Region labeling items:
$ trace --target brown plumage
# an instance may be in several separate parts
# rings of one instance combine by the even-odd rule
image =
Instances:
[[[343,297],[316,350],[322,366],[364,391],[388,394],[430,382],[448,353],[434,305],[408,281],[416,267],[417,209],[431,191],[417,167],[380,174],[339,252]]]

> _DO THIS_: Rewrite the lines of the data as a JSON list of strings, one string per line, leaving out any blank lines.

> _TASK SOLUTION_:
[
  "$ trace --target brown plumage",
  "# an instance may be in several separate parts",
  "# rings of one instance combine by the even-odd rule",
  "image =",
  "Instances:",
  "[[[343,297],[316,350],[322,366],[364,391],[388,394],[430,382],[448,353],[434,305],[408,281],[416,267],[417,209],[431,191],[417,167],[380,174],[339,252]]]"
]